__EXCERPTED PASSAGE__
You are viewing a plain text version of this content. The canonical link for it is here.
Posted to solr-user@lucene.apache.org by Jorge Luis Betancourt González <jl...@uci.cu> on 2015/05/14 23:14:52 UTC

Re: [MASSMAIL]Re: High fieldNorm values causing really odd results

Hi Hoss,

First of all, thank you for your reply.

Sorry for leaving the Solr version out in my previous email, I'm using Solr 4.10.3 running on Centos7, with the following JRE: Oracle Corporation OpenJDK 64-Bit Server VM (1.7.0_75 24.75-b04)

This are the relevant portions of my schema.xml

        <!-- Generic text field type -->
        <fieldType name="text" class="solr.TextField" sortMissingLast="true">
            <analyzer>
                <charFilter class="solr.HTMLStripCharFilterFactory"/>
                <tokenizer class="solr.StandardTokenizerFactory"/>
                <filter class="solr.ASCIIFoldingFilterFactory"/>
               	<filter class="solr.StopFilterFactory"
                    ignoreCase="true" words="stopwords.txt"/>
                <filter class="solr.LowerCaseFilterFactory"/>
               	<filter class="solr.RemoveDuplicatesTokenFilterFactory"/>
            </analyzer>
        </fieldType>

        <field name="title" type="text" stored="true" indexed="true" multiValued="true"/>

In this particular case I'm not using any special features, just a typical text field. I'm using the default similarity class provided by Solr, this is a pretty straightforward setup :)

Regards,

----- Original Message -----
From: "Chris Hostetter" <ho...@fucit.org>
To: solr-user@lucene.apache.org
Sent: Thursday, May 14, 2015 4:08:36 PM
Subject: [MASSMAIL]Re: High fieldNorm values causing really odd results


:       {
:          "match":true,
:          "value":655360,
:          "description":"fieldNorm(doc=5316)"
:       }
	...
: This match is in the "title" field, which has 119669 total terms (which 
: isn't such big number) and the total document count in this index is 

that smells like a bug -- by the looks of it an overflow bug?

can you please provide some details on the version of solr you are using, 
and the specifics of your schema: what field type, what similarity 
configuration you have (if any) etc...

__WORK TO DO__
**a.** Reproduce the stretch of the Solr thread from "Posted to solr-user@lucene.apache.org" through "VM (1.7.0_75 24.75-b04)".
**b.** Write what comes next in the Solr thread, picking up after its last line.

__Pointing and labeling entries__
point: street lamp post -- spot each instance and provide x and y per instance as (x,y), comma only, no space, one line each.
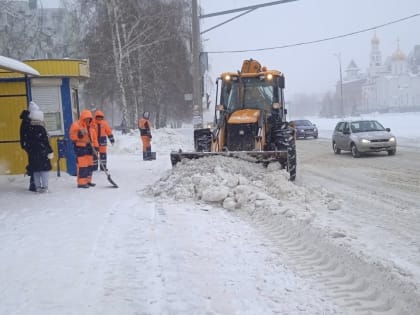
(197,100)
(338,55)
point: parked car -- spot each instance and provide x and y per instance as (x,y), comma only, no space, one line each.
(362,136)
(305,128)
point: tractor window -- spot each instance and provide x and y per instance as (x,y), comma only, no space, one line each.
(249,93)
(257,93)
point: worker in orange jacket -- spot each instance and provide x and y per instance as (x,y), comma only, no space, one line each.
(146,136)
(103,132)
(85,145)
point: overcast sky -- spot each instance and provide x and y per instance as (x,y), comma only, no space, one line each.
(310,68)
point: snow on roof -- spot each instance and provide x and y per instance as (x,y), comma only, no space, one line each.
(16,66)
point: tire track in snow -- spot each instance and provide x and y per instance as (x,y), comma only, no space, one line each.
(353,284)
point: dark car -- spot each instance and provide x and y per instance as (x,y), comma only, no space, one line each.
(305,128)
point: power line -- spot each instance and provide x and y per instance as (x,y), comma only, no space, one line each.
(319,40)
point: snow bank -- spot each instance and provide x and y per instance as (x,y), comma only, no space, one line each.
(238,185)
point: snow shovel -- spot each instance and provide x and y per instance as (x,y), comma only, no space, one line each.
(103,167)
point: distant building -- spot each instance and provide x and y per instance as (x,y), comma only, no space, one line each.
(390,86)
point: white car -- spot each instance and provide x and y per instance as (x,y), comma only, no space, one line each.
(363,136)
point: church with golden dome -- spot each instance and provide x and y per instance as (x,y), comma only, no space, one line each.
(390,85)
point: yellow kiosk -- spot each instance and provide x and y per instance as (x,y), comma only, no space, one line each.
(53,84)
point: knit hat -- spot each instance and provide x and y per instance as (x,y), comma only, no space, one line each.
(36,115)
(33,106)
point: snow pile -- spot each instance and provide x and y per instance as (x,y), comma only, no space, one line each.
(240,185)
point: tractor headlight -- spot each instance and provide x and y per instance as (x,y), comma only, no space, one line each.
(276,105)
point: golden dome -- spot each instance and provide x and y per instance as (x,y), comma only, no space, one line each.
(398,55)
(375,40)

__ANSWERS BY TASK__
**a.**
Posted to solr-user@lucene.apache.org by Jorge Luis Betancourt González <jl...@uci.cu> on 2015/05/14 23:14:52 UTC

Re: [MASSMAIL]Re: High fieldNorm values causing really odd results

Hi Hoss,

First of all, thank you for your reply.

Sorry for leaving the Solr version out in my previous email, I'm using Solr 4.10.3 running on Centos7, with the following JRE: Oracle Corporation OpenJDK 64-Bit Server VM (1.7.0_75 24.75-b04)

**b.**
-Hoss
http://www.lucidworks.com/

Re: [MASSMAIL]Re: High fieldNorm values causing really odd results

Posted by Jorge Luis Betancourt González <jl...@uci.cu>.
For what I'm seeing I've defined a boost field in my docs, this field is defined as float which has the following fieldType: 

 <fieldType name="float" class="solr.TrieFloatField" precisionStep="6"/>

Is a boost field used by default to boost a document? I couldn't find any reference to this behaviour in the docs, only using a boost attribute in the doc/field level.

Is this a desired behaviour?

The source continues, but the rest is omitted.